**WHAT YOU HAVE TO DO**.
Copy the lines of the data from the line containing "class is floral" through the line containing "[149,481,396,616]", including both, and reproduce them without any change.
※
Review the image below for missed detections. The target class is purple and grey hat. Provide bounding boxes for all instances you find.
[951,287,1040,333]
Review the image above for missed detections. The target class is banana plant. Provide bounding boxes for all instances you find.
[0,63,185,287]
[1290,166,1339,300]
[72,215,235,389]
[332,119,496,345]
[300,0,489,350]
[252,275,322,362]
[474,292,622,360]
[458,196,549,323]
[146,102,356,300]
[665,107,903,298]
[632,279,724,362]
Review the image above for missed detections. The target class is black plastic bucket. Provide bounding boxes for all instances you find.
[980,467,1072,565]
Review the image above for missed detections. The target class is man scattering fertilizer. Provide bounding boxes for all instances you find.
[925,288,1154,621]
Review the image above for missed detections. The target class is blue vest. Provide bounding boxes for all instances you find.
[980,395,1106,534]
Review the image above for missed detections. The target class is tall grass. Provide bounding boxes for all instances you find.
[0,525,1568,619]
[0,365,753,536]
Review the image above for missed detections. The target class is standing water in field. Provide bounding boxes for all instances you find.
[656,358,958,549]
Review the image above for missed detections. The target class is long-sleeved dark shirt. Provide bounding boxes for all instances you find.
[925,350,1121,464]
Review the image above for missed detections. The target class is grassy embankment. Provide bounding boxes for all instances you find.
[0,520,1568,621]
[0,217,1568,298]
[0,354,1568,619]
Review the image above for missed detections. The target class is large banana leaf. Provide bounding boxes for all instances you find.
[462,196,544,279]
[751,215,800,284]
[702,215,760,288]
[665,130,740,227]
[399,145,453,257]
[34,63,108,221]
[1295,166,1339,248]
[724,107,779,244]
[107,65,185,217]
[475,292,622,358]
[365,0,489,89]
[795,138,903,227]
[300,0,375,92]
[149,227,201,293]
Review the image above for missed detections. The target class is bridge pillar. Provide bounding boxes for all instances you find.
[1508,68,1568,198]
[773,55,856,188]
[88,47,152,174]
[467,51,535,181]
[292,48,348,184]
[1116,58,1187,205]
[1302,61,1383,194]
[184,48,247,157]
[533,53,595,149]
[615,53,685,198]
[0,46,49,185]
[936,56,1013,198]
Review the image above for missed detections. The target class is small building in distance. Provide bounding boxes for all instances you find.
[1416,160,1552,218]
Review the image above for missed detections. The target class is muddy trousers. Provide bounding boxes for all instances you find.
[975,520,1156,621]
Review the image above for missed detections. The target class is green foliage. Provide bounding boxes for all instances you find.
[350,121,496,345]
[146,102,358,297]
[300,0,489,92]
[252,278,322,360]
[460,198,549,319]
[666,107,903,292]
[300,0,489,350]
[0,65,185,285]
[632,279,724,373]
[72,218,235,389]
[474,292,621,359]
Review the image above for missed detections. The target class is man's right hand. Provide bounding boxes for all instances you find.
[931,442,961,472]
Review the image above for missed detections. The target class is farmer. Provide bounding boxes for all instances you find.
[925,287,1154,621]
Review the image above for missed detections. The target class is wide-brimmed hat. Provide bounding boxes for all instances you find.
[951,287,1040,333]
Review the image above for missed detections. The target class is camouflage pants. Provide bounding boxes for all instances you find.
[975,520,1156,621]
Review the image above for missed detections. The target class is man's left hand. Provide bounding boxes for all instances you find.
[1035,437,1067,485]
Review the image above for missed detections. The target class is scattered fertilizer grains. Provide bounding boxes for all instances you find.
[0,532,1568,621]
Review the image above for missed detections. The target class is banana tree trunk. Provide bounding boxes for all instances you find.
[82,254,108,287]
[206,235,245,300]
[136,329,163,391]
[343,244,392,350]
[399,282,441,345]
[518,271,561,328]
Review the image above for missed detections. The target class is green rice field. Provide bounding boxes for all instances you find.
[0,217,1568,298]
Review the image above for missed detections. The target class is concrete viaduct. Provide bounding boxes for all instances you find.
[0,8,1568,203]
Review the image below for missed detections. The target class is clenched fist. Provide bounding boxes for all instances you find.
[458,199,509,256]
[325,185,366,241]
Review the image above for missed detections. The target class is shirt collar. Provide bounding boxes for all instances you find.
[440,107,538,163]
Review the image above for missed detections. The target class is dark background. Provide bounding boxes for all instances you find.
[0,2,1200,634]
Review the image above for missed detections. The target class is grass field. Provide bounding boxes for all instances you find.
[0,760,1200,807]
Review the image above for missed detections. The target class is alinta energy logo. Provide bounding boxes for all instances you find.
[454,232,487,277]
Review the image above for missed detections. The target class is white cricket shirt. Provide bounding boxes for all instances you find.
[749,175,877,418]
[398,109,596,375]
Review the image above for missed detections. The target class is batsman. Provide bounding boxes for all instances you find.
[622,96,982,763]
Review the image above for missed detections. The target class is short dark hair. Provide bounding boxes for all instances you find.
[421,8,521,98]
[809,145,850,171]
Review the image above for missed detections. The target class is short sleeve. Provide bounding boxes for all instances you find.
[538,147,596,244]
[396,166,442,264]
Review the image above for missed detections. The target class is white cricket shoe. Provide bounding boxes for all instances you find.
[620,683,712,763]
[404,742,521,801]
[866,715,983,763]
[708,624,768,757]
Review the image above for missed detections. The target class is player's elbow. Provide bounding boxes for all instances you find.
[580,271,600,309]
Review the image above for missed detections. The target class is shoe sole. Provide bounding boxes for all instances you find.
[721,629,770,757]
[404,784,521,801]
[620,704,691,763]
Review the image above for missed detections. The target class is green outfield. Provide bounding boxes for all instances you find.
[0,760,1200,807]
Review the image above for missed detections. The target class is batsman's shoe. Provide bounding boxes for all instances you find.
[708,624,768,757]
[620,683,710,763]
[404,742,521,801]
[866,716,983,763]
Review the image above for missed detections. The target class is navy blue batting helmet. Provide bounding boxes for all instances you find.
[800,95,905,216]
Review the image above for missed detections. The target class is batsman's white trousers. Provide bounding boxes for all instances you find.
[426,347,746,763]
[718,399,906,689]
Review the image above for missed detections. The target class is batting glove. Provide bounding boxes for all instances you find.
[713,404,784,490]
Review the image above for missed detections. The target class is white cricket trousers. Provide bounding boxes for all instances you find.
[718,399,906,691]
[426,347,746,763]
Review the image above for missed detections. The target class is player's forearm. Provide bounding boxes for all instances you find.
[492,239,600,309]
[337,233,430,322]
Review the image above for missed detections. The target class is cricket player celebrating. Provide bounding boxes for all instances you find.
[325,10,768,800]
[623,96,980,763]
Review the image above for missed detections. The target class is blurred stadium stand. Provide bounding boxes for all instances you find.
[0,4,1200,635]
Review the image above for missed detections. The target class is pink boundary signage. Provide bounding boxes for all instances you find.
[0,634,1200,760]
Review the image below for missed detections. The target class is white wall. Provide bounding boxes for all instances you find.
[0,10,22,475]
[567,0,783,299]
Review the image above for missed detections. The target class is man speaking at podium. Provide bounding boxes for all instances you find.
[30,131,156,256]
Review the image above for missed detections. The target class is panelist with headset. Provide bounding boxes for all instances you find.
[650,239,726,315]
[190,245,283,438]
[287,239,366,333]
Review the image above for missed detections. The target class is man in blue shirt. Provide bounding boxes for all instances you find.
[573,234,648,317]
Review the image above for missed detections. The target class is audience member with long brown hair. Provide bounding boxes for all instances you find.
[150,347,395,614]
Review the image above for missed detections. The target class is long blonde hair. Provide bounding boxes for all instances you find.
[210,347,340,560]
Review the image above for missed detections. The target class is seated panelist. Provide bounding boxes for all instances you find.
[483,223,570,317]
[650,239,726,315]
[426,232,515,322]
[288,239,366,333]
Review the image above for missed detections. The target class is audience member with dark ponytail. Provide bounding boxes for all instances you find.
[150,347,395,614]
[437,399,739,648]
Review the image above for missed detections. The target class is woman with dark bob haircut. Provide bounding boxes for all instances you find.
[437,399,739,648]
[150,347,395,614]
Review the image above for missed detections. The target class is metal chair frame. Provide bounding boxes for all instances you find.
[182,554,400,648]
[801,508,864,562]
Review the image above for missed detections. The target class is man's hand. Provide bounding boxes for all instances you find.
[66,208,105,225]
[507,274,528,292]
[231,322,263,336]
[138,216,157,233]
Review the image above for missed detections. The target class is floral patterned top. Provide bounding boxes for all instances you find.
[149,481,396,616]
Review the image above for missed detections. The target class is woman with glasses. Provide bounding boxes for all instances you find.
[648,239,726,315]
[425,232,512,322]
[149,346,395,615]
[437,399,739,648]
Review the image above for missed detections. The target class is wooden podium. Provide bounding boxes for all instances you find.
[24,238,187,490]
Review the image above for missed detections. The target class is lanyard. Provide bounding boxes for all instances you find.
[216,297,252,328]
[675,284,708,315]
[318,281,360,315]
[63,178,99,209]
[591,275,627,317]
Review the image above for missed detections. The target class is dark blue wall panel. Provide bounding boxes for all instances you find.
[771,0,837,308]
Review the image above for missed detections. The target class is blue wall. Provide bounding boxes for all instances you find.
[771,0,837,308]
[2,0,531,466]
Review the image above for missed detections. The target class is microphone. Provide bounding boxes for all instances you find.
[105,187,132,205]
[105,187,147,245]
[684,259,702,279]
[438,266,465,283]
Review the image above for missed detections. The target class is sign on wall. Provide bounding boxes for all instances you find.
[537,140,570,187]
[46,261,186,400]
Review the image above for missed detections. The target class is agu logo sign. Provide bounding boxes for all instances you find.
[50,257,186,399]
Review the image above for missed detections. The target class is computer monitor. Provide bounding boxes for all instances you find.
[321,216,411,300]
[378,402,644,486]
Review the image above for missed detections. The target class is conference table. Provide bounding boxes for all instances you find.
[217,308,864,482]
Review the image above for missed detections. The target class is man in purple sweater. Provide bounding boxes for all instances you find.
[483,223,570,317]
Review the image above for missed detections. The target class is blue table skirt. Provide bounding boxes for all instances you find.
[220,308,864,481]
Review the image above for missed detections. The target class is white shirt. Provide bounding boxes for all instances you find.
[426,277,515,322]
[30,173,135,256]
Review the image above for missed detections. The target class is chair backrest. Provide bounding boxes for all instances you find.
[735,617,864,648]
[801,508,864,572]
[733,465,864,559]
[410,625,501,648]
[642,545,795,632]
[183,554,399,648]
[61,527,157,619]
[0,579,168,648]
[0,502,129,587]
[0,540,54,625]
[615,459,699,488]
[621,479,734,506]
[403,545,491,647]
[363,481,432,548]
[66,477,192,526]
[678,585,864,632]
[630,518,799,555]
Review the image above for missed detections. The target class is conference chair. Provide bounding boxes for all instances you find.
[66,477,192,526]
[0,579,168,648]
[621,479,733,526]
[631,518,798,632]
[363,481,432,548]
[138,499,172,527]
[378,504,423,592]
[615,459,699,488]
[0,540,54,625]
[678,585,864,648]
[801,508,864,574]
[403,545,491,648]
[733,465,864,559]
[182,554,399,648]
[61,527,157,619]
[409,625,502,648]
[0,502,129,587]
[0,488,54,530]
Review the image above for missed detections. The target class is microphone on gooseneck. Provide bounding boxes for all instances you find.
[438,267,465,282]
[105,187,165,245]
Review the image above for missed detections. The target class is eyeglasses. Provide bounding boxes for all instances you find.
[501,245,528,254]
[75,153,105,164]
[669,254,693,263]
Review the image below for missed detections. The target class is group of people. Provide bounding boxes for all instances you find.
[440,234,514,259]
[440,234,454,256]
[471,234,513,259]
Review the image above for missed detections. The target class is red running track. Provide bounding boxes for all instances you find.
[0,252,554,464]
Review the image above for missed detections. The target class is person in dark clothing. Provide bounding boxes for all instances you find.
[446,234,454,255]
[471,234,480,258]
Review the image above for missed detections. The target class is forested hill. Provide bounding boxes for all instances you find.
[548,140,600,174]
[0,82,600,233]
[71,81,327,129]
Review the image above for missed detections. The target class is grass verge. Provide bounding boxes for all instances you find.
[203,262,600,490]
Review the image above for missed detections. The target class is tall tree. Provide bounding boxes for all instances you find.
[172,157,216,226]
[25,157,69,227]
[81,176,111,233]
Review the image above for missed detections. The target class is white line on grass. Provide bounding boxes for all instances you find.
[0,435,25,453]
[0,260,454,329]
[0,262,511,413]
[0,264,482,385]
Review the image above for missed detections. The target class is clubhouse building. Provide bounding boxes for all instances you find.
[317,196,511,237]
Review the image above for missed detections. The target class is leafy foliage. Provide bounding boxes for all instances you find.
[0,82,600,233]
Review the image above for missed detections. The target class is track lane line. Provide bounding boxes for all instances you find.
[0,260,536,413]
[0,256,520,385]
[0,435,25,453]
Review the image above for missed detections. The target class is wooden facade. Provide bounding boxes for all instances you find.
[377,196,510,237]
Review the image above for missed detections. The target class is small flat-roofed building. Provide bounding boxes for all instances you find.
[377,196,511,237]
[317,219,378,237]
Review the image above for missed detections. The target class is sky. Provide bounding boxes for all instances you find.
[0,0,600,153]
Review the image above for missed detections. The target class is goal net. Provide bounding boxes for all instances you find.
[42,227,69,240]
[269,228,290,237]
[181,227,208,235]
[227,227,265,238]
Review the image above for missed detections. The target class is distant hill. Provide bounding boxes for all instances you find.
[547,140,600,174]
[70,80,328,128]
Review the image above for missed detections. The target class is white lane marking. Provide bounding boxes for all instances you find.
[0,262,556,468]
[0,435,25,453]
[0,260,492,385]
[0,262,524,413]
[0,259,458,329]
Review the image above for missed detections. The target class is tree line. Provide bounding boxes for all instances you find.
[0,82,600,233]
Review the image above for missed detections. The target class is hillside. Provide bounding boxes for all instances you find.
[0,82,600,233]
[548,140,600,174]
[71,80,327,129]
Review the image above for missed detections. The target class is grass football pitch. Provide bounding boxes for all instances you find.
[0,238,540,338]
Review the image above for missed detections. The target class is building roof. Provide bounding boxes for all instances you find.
※
**TASK SOLUTION**.
Review the image above for missed detections. The target class is floral patterned top. Provide bounding boxes for all instances you find.
[149,481,396,616]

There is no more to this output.